(WHAT YOU SHOULD DO): Please write out the listing again, keeping every character the same.

═══ INPUT

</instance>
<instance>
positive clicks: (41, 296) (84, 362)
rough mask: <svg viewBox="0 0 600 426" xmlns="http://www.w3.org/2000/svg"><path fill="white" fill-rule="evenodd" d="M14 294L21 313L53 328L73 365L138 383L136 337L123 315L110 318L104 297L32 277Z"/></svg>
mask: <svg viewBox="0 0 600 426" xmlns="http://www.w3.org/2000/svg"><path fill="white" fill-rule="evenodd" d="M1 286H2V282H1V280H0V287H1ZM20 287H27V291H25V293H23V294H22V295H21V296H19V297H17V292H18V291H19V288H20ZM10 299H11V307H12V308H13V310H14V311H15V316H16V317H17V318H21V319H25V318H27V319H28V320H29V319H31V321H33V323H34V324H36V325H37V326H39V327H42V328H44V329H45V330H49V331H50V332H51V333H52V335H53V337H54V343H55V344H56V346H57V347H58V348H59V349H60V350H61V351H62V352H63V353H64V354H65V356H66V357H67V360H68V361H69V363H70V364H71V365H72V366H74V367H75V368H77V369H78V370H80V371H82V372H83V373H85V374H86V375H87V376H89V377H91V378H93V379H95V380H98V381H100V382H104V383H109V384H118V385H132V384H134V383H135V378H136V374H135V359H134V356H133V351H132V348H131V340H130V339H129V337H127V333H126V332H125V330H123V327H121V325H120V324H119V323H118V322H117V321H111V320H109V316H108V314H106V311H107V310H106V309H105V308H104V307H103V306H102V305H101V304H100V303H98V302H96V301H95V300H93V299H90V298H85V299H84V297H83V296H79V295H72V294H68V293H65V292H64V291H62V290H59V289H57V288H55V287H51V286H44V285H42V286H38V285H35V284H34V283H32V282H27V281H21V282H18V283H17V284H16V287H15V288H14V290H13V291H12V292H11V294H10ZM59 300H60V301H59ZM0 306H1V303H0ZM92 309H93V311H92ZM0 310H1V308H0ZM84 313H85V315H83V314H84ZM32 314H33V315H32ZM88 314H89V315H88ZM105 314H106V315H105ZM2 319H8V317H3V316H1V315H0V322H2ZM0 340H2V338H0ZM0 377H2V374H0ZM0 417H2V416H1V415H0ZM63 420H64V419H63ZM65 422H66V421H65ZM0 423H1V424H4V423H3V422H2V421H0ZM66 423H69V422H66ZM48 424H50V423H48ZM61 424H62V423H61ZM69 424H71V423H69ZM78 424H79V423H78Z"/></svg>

══════

(SOLUTION FOR THIS TASK):
</instance>
<instance>
positive clicks: (41, 296) (84, 362)
rough mask: <svg viewBox="0 0 600 426" xmlns="http://www.w3.org/2000/svg"><path fill="white" fill-rule="evenodd" d="M14 294L21 313L53 328L73 365L138 383L136 337L123 315L110 318L104 297L32 277Z"/></svg>
mask: <svg viewBox="0 0 600 426" xmlns="http://www.w3.org/2000/svg"><path fill="white" fill-rule="evenodd" d="M1 286H2V282H1V280H0V287H1ZM20 287H27V291H25V293H23V294H22V295H21V296H19V297H17V292H18V291H19V288H20ZM10 299H11V307H12V308H13V310H14V311H15V316H16V317H17V318H21V319H25V318H27V319H28V320H29V319H31V321H33V323H34V324H36V325H37V326H39V327H42V328H44V329H45V330H49V331H50V332H51V333H52V335H53V337H54V343H55V344H56V346H57V347H58V348H59V349H60V350H61V351H62V352H63V353H64V354H65V356H66V357H67V360H68V361H69V363H70V364H71V365H72V366H74V367H75V368H77V369H78V370H80V371H82V372H83V373H85V374H86V375H87V376H89V377H91V378H93V379H95V380H98V381H100V382H104V383H109V384H118V385H132V384H134V383H135V378H136V374H135V359H134V356H133V351H132V348H131V340H130V339H129V337H127V333H126V332H125V330H123V327H121V325H120V324H119V323H118V322H117V321H111V320H109V316H108V314H106V311H107V310H106V309H105V308H104V307H103V306H102V305H101V304H100V303H98V302H96V301H95V300H93V299H90V298H85V299H84V297H83V296H79V295H72V294H68V293H65V292H64V291H62V290H59V289H57V288H55V287H51V286H44V285H42V286H38V285H35V284H34V283H32V282H27V281H21V282H18V283H17V284H16V287H15V288H14V290H13V291H12V292H11V294H10ZM59 300H60V301H59ZM0 306H1V303H0ZM92 309H93V311H92ZM0 310H1V308H0ZM84 313H85V315H83V314H84ZM32 314H33V315H32ZM88 314H89V315H88ZM105 314H106V315H105ZM2 319H8V317H3V316H1V315H0V322H2ZM0 340H2V338H0ZM0 377H2V374H0ZM0 417H2V416H1V415H0ZM63 420H64V419H63ZM65 422H66V421H65ZM0 423H1V424H4V423H3V422H2V421H0ZM66 423H69V422H66ZM48 424H50V423H48ZM61 424H62V423H61ZM69 424H71V423H69ZM78 424H79V423H78Z"/></svg>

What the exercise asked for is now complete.